### Exercise requirements
Nothing in the records may be changed; reproduce all of them.
···
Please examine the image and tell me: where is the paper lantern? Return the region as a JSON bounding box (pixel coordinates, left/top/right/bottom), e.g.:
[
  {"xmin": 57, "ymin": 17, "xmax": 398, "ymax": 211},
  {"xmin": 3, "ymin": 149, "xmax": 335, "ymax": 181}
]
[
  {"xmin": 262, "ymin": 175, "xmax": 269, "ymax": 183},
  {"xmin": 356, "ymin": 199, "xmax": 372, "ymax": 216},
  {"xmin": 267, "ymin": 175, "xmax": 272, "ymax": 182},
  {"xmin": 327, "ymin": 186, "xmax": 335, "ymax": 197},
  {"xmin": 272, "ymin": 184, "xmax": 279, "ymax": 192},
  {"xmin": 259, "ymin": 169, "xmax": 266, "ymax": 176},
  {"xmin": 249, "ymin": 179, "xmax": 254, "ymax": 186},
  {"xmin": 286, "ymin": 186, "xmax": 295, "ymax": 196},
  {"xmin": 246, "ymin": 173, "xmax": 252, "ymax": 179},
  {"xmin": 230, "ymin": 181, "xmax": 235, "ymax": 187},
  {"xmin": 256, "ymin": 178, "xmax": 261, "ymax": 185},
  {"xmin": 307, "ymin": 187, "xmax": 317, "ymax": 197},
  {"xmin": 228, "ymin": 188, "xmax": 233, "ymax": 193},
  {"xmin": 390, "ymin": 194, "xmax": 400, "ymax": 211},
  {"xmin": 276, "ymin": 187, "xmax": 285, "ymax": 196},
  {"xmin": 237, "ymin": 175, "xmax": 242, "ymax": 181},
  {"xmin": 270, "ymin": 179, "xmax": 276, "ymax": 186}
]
···
### Response below
Please examine the image and tell me: where is the paper lantern? Return the region as a JSON bounding box (pixel coordinates, left/top/right/bottom), e.g.:
[
  {"xmin": 57, "ymin": 17, "xmax": 398, "ymax": 211},
  {"xmin": 3, "ymin": 149, "xmax": 335, "ymax": 181}
]
[
  {"xmin": 262, "ymin": 175, "xmax": 269, "ymax": 183},
  {"xmin": 356, "ymin": 199, "xmax": 372, "ymax": 216},
  {"xmin": 267, "ymin": 175, "xmax": 272, "ymax": 182},
  {"xmin": 327, "ymin": 186, "xmax": 335, "ymax": 197},
  {"xmin": 272, "ymin": 184, "xmax": 279, "ymax": 192},
  {"xmin": 259, "ymin": 169, "xmax": 266, "ymax": 176},
  {"xmin": 249, "ymin": 179, "xmax": 254, "ymax": 186},
  {"xmin": 286, "ymin": 186, "xmax": 295, "ymax": 196},
  {"xmin": 246, "ymin": 173, "xmax": 252, "ymax": 179},
  {"xmin": 230, "ymin": 181, "xmax": 235, "ymax": 187},
  {"xmin": 256, "ymin": 178, "xmax": 261, "ymax": 185},
  {"xmin": 307, "ymin": 187, "xmax": 317, "ymax": 197},
  {"xmin": 228, "ymin": 188, "xmax": 233, "ymax": 193},
  {"xmin": 390, "ymin": 194, "xmax": 400, "ymax": 211},
  {"xmin": 276, "ymin": 187, "xmax": 285, "ymax": 196},
  {"xmin": 237, "ymin": 175, "xmax": 242, "ymax": 181},
  {"xmin": 270, "ymin": 179, "xmax": 276, "ymax": 186}
]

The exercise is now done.